TASKS TO PERFORM:
[1] List every hyphenated word that appears in the patch size discussion below.
[2] In the patch size discussion below, repeat word for word the stretch from "In the same" through "and promising direction.".

In the same spirit, we would like to highlight the contribution of our work. We aim to offer a long-term, principled perspective on vision model development. The value of patchification scaling laws lies in showing that patch size is a reliable scaling dimension—even at today’s typical input scales, shrinking the patch size down to 1×1 continues to yield noticeable gains. This suggests that for those seeking to push the limits of model performance, reducing patch size remains a viable and promising direction.
Q3: Concerning the argument that the scaling law can be attributed to the information loss in the patch creation step . Why should this hold in the case where the hidden dimensions are large enough to simply stack the corresponding pixels?
When the hidden dimension exceeds the total number of pixels within a patch, the patch embedding may theoretically support a lossless projection. However, in practice, the high-dimensional hidden features are optimized to represent the holistic semantic of the whole patch, rather than preserving the pixel-level representations. This is because the token mixing process (e.g., self-attention) is performed on patch-level features. That says, the different segments within a feature vector undergo the same operation in token mixing. Moreover, the hidden dimension cannot be flexibly scaled up since it quadratically increases parameter count for all linear projection layers and can easily lead to training collapse (e.g., also observed in Dehghani, et al., 2023).

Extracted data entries
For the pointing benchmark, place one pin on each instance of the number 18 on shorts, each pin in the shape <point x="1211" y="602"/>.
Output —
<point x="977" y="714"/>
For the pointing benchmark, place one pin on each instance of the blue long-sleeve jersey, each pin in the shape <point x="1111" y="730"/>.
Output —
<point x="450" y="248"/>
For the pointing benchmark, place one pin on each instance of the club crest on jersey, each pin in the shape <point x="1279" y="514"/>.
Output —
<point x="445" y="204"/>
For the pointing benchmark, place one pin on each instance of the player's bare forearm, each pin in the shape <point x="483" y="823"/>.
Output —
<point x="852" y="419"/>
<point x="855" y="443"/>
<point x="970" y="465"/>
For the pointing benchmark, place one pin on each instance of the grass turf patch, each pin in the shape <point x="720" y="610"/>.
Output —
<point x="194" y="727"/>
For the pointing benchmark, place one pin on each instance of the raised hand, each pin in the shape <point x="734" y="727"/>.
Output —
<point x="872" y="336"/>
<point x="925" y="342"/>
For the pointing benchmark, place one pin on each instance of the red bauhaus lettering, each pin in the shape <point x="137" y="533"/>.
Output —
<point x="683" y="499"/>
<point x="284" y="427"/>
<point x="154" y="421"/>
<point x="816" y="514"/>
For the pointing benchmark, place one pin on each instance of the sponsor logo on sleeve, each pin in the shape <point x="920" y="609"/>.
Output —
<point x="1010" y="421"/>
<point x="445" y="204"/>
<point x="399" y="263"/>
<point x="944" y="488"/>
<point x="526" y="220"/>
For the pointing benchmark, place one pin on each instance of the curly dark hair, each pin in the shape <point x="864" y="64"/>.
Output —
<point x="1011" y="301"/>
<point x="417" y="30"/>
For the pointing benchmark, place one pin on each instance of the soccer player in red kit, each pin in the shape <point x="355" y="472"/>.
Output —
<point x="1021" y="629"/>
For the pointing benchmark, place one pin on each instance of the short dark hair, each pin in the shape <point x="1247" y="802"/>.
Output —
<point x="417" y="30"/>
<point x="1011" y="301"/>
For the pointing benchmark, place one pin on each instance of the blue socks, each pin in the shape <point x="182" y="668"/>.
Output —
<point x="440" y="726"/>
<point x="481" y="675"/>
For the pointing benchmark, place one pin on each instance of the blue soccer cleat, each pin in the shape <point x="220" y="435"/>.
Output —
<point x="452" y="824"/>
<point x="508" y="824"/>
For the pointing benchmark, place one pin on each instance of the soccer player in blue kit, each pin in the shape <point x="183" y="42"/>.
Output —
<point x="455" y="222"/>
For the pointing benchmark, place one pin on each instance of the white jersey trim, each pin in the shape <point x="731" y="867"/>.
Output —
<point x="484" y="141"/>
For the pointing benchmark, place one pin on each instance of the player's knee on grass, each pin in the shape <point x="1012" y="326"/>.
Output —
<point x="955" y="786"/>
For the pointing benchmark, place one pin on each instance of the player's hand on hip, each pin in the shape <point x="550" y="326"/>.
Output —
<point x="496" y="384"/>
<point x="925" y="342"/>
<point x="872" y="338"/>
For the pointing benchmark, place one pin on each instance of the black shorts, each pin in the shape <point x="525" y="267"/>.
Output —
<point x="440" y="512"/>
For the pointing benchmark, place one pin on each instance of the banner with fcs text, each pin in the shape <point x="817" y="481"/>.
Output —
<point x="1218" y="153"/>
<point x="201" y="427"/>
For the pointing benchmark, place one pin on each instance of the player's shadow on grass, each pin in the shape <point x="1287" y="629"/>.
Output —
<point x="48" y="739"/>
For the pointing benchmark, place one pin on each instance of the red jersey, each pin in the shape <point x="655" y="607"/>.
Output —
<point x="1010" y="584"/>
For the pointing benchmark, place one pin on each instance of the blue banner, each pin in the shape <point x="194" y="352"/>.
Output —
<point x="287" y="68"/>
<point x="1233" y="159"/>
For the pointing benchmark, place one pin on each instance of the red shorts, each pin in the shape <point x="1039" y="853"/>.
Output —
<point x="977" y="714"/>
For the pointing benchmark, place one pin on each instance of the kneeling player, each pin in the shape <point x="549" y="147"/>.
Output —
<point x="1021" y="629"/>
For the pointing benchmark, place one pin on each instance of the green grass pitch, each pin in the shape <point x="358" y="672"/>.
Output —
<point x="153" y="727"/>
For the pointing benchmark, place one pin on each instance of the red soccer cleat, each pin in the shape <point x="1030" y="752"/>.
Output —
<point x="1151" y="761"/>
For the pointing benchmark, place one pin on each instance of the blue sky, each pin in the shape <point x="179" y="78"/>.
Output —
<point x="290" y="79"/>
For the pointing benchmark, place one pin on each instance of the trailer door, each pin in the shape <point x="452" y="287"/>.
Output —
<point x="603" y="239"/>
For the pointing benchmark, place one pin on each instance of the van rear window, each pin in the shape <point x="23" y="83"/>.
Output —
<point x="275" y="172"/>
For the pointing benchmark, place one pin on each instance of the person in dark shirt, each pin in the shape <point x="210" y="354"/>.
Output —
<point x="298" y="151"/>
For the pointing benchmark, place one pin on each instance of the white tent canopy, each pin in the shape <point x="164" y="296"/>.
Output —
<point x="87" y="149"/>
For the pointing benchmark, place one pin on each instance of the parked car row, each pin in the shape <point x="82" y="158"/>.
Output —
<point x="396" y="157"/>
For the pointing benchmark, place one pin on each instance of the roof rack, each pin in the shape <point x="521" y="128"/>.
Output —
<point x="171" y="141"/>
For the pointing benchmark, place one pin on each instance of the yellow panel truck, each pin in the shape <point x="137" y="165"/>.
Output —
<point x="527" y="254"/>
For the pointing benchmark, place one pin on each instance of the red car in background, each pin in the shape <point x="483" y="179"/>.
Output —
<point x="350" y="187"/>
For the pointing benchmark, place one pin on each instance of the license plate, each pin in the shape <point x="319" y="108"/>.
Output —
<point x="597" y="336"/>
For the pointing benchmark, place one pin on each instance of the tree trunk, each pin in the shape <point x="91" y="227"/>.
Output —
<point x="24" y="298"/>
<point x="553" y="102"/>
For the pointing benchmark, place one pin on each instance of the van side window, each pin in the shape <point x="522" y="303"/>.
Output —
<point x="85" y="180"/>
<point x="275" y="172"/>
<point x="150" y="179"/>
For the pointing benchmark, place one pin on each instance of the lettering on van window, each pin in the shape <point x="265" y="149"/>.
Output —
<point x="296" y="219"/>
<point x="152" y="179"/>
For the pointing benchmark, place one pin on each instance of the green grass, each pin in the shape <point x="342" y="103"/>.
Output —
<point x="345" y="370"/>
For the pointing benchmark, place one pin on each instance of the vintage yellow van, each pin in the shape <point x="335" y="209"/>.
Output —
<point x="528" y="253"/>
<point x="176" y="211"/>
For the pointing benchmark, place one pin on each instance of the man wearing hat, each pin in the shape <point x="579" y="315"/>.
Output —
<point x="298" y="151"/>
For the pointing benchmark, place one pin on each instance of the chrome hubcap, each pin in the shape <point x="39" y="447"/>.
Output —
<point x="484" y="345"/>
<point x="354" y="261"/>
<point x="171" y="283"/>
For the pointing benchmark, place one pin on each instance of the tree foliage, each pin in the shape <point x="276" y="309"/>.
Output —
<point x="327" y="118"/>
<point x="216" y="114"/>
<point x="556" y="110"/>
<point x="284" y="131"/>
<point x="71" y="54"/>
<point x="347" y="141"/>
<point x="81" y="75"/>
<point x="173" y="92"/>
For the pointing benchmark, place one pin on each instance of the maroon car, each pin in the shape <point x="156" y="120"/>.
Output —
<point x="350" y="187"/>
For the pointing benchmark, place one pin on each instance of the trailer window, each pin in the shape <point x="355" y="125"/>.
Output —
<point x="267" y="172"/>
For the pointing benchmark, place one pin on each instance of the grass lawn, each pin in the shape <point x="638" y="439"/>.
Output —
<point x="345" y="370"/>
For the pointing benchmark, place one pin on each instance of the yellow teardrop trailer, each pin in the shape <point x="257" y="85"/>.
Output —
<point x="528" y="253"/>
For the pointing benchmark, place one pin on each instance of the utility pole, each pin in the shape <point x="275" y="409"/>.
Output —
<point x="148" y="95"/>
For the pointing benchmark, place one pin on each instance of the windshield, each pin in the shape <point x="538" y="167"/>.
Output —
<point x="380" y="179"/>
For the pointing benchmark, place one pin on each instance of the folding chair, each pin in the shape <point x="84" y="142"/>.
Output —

TASK-BY-TASK RESULTS:
[1] long-term, high-dimensional, pixel-level, self-attention, patch-level

[2]
In the same spirit, we would like to highlight the contribution of our work. We aim to offer a long-term, principled perspective on vision model development. The value of patchification scaling laws lies in showing that patch size is a reliable scaling dimension—even at today’s typical input scales, shrinking the patch size down to 1×1 continues to yield noticeable gains. This suggests that for those seeking to push the limits of model performance, reducing patch size remains a viable and promising direction.